What to produce ::
All of the entries need to be set down exactly as they read.

Data for analysis ::
--------------------
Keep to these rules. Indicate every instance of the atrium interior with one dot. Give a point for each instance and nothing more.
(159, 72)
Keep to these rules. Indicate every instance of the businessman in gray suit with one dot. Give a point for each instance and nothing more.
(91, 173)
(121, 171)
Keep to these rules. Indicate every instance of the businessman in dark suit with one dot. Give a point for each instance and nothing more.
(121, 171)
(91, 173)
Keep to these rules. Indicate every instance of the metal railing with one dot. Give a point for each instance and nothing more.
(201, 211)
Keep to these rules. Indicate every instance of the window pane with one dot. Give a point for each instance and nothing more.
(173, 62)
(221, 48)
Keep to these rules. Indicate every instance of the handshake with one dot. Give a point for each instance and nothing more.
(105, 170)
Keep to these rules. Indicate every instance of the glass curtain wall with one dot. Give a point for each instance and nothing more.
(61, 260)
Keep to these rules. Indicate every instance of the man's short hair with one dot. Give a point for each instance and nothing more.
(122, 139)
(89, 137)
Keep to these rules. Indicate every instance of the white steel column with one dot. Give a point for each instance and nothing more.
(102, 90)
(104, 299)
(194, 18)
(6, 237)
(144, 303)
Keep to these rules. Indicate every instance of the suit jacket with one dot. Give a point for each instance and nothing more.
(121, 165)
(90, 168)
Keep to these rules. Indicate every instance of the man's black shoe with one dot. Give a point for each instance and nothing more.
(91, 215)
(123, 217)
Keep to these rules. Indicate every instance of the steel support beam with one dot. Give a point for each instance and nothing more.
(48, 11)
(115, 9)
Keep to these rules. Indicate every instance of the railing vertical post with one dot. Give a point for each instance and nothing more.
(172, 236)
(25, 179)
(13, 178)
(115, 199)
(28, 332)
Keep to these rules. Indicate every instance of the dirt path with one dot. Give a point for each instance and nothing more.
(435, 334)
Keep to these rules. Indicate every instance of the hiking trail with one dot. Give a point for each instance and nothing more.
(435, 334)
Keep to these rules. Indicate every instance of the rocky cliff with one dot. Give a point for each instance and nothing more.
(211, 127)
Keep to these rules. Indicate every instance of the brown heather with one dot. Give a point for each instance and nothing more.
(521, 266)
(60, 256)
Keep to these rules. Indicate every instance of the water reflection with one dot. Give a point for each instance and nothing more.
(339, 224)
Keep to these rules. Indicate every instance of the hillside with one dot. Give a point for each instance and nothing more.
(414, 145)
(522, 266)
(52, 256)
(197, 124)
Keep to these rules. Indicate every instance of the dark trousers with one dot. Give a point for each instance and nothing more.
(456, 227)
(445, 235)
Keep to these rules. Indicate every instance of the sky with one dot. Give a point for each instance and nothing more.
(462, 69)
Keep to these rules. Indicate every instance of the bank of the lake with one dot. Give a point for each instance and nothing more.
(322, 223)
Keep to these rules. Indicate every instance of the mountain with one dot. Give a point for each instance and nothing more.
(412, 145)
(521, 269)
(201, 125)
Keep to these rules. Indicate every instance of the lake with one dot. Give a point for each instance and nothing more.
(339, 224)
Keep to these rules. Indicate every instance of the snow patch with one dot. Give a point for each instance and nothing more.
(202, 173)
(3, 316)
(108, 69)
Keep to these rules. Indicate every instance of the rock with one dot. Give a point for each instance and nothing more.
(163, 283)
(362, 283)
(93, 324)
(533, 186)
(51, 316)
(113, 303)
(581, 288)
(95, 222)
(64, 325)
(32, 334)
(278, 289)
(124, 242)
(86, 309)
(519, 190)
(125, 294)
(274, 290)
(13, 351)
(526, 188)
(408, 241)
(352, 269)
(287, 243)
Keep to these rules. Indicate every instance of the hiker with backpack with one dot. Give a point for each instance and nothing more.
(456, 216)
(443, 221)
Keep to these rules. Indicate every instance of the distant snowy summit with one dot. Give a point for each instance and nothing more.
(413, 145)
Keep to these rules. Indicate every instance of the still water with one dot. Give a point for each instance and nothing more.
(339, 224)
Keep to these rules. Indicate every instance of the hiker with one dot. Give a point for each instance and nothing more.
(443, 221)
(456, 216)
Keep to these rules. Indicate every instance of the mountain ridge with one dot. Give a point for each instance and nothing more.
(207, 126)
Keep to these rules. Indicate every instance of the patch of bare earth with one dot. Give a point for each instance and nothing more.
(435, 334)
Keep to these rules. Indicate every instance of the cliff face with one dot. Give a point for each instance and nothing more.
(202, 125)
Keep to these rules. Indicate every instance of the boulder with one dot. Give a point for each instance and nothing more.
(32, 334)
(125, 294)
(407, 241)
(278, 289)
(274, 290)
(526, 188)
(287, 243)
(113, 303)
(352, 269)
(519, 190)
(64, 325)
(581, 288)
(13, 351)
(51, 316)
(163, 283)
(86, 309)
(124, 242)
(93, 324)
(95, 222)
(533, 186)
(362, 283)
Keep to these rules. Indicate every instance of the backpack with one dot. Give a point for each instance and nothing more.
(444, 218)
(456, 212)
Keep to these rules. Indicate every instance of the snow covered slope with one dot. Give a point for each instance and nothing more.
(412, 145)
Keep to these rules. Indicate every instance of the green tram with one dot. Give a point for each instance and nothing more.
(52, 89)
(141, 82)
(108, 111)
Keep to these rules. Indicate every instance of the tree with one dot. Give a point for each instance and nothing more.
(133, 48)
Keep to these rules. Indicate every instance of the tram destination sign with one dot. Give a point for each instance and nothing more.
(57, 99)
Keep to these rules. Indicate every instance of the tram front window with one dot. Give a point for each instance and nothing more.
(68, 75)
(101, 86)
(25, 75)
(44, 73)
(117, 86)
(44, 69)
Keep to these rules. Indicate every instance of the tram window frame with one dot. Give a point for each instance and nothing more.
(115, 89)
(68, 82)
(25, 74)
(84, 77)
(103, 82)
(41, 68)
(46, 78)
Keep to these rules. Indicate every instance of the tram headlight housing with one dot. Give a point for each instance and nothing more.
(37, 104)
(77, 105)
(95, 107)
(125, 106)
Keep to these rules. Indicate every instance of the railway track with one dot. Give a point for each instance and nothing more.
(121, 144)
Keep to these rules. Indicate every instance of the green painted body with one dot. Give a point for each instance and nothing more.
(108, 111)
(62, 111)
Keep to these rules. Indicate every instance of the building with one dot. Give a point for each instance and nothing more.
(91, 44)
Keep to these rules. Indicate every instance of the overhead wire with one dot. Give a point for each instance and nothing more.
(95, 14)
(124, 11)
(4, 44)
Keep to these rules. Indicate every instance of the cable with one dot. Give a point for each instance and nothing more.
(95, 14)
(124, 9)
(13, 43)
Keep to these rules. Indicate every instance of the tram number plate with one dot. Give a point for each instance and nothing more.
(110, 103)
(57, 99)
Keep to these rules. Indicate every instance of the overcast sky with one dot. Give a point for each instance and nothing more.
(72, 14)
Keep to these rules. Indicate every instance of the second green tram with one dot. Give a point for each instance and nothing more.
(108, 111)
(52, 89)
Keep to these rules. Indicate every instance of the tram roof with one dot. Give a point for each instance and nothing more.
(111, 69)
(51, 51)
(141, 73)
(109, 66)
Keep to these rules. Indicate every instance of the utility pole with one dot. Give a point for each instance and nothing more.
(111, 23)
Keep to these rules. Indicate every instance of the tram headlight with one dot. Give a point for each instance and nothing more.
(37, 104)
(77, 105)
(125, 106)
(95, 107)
--------------------
Exercise response ::
Keep to these rules. Indicate every instance of the atrium interior with one dot. Give a point for each instance and nothing more.
(159, 72)
Keep to these rules. Indicate every instance of the businessman in gray suit with one dot. Give a point for each instance and nothing more.
(91, 173)
(121, 171)
Keep to these rules. Indicate every instance of the businessman in dark suit with one dot. Give a point for each instance and nothing more.
(121, 171)
(91, 173)
Keep to these rules. Indicate every instance of the metal railing with one dot. Give a point for each instance and nothing more.
(201, 211)
Keep to these rules. Indicate every instance of the window pane with one dot. Give a point for each instance and nothing more.
(173, 62)
(221, 48)
Keep to these rules. Indicate every instance of the handshake with one dot. Give a point for each instance and nothing more.
(105, 170)
Keep to these rules. Indicate every instance of the glass curtain wall with one dot. Give a point for each instance and nothing more.
(61, 260)
Keep to these rules. Indicate every instance of the man's short hair with one dot. Give a point for each instance and nothing more.
(122, 139)
(89, 137)
Keep to these rules. Indicate every instance of the white steel column with one dot. Give a point for each instance and nothing more.
(102, 90)
(104, 299)
(194, 18)
(6, 237)
(144, 303)
Keep to these rules. Indicate every instance of the suit jacket with one dot. Give a point for each instance and nothing more.
(121, 165)
(90, 168)
Keep to these rules. Indicate every instance of the man's black shoe with one dot. Give a point for each instance and nothing more.
(91, 215)
(123, 217)
Keep to these rules. Indicate every instance of the steel support beam with one dot. Give a point for each instance and nothing more.
(48, 11)
(115, 9)
Keep to these rules. Indicate every instance of the railing vertical post with one dot. Give a point for each instance and nothing more.
(172, 236)
(25, 179)
(13, 178)
(115, 199)
(28, 332)
Keep to these rules. Indicate every instance of the dirt path with one dot. Give a point for each instance and nothing more.
(435, 334)
Keep to these rules. Indicate every instance of the hiking trail with one dot. Give a point for each instance and nothing more.
(435, 334)
Keep to these rules. Indicate every instance of the rocky cliff with one dot. Give a point for each instance and nothing more.
(211, 127)
Keep to these rules. Indicate every instance of the brown heather with one dot. Give a point for each instance and nothing more.
(521, 266)
(60, 256)
Keep to these rules. Indicate every instance of the water reflection with one dot. Give a point for each instance and nothing more.
(339, 224)
Keep to these rules. Indicate every instance of the hillside with one dot. Give a point for each instance and nothing more.
(414, 145)
(522, 266)
(52, 256)
(197, 124)
Keep to these rules. Indicate every instance of the dark trousers with one dot. Give a point for each instance and nothing more.
(456, 227)
(445, 235)
Keep to these rules. Indicate every instance of the sky with one dot. Give a point for each instance and nothing more.
(462, 69)
Keep to these rules. Indicate every instance of the bank of the lake with one dot. Give a point for each instance and nothing more.
(322, 223)
Keep to these rules. Indicate every instance of the mountain with one dot. Give a point for each instance and nothing more.
(412, 145)
(521, 269)
(201, 125)
Keep to these rules. Indicate every instance of the lake with one dot. Give a point for each instance and nothing more.
(339, 224)
Keep to these rules. Indicate every instance of the snow patch with one dot. Give a point for each instance and nothing more.
(202, 173)
(3, 316)
(108, 69)
Keep to these rules. Indicate every instance of the rock with one dot. Give a point for each instance and nothing more.
(163, 283)
(362, 283)
(93, 324)
(533, 186)
(51, 316)
(113, 303)
(581, 288)
(95, 222)
(64, 325)
(32, 334)
(278, 289)
(124, 242)
(86, 309)
(519, 190)
(125, 294)
(274, 290)
(13, 351)
(526, 188)
(408, 241)
(352, 269)
(287, 243)
Keep to these rules. Indicate every instance of the hiker with backpack with one dot. Give a point for each instance and nothing more.
(456, 216)
(443, 221)
Keep to these rules. Indicate every instance of the distant snowy summit with one dot. Give a point for each instance and nothing more.
(413, 145)
Keep to these rules. Indicate every instance of the still water with one dot. Give a point for each instance and nothing more.
(339, 224)
Keep to these rules. Indicate every instance of the hiker with one dot. Give a point for each instance and nothing more.
(443, 221)
(456, 216)
Keep to these rules. Indicate every instance of the mountain ridge with one dot. Give a point for each instance and nothing more.
(207, 126)
Keep to these rules. Indicate every instance of the patch of bare earth with one dot. Give a point for each instance and nothing more.
(435, 334)
Keep to these rules. Indicate every instance of the cliff face with one dot. Give a point for each instance and nothing more.
(202, 125)
Keep to these rules. Indicate every instance of the boulder with one dot. Give a point for each instance and nothing more.
(32, 334)
(125, 294)
(407, 241)
(278, 289)
(274, 290)
(526, 188)
(287, 243)
(113, 303)
(352, 269)
(519, 190)
(64, 325)
(581, 288)
(13, 351)
(51, 316)
(163, 283)
(86, 309)
(124, 242)
(93, 324)
(95, 222)
(533, 186)
(362, 283)
Keep to these rules. Indicate every instance of the backpack with one dot. Give a point for each instance and nothing more.
(444, 218)
(456, 212)
Keep to these rules. Indicate every instance of the snow covered slope with one dot. Give a point for each instance and nothing more.
(412, 145)
Keep to these rules. Indicate every instance of the green tram with one dot. Give a point for each instance and nothing more.
(52, 89)
(141, 82)
(108, 111)
Keep to these rules. Indicate every instance of the tree with one dot. Give a point for each instance and nothing more.
(133, 48)
Keep to these rules. Indicate every instance of the tram destination sign with one dot. Give a point for each instance and nothing more.
(57, 99)
Keep to these rules. Indicate every instance of the tram front window with one dot. Give a point for each instance and nothing more.
(68, 75)
(101, 86)
(25, 75)
(44, 73)
(117, 86)
(44, 69)
Keep to these rules. Indicate every instance of the tram window frame with one dot. Give a point for each instance and nothing more.
(115, 89)
(68, 82)
(25, 74)
(84, 77)
(103, 82)
(41, 68)
(46, 78)
Keep to these rules. Indicate every instance of the tram headlight housing with one dot. Give a point for each instance and nothing more.
(37, 104)
(77, 105)
(95, 107)
(125, 106)
Keep to these rules. Indicate every instance of the railway track with one dot. Give a point for each instance and nothing more.
(121, 144)
Keep to these rules. Indicate every instance of the green painted body with one dot. Give a point for each instance and nothing more.
(108, 111)
(62, 111)
Keep to these rules. Indicate every instance of the building with one dot. Give a point for each instance and nothing more.
(91, 44)
Keep to these rules. Indicate every instance of the overhead wire with one dot. Give a point for each instance and nothing more.
(95, 14)
(124, 11)
(4, 44)
Keep to these rules. Indicate every instance of the cable with one dot. Give a point for each instance and nothing more.
(95, 14)
(124, 9)
(13, 43)
Keep to these rules. Indicate every instance of the tram number plate with one dot. Give a point for each instance and nothing more.
(110, 103)
(57, 99)
Keep to these rules. Indicate every instance of the overcast sky with one dot. Give a point for each instance and nothing more.
(72, 14)
Keep to these rules. Indicate every instance of the second green tram with one dot. Give a point for each instance and nothing more.
(108, 111)
(52, 89)
Keep to these rules. Indicate every instance of the tram roof with one dot. Give a point for each instance and nothing more.
(111, 69)
(51, 51)
(141, 73)
(109, 66)
Keep to these rules. Indicate every instance of the utility pole with one dot. Give a point for each instance and nothing more.
(111, 23)
Keep to these rules. Indicate every instance of the tram headlight with one dot. Give a point for each instance and nothing more.
(37, 104)
(77, 105)
(125, 106)
(95, 107)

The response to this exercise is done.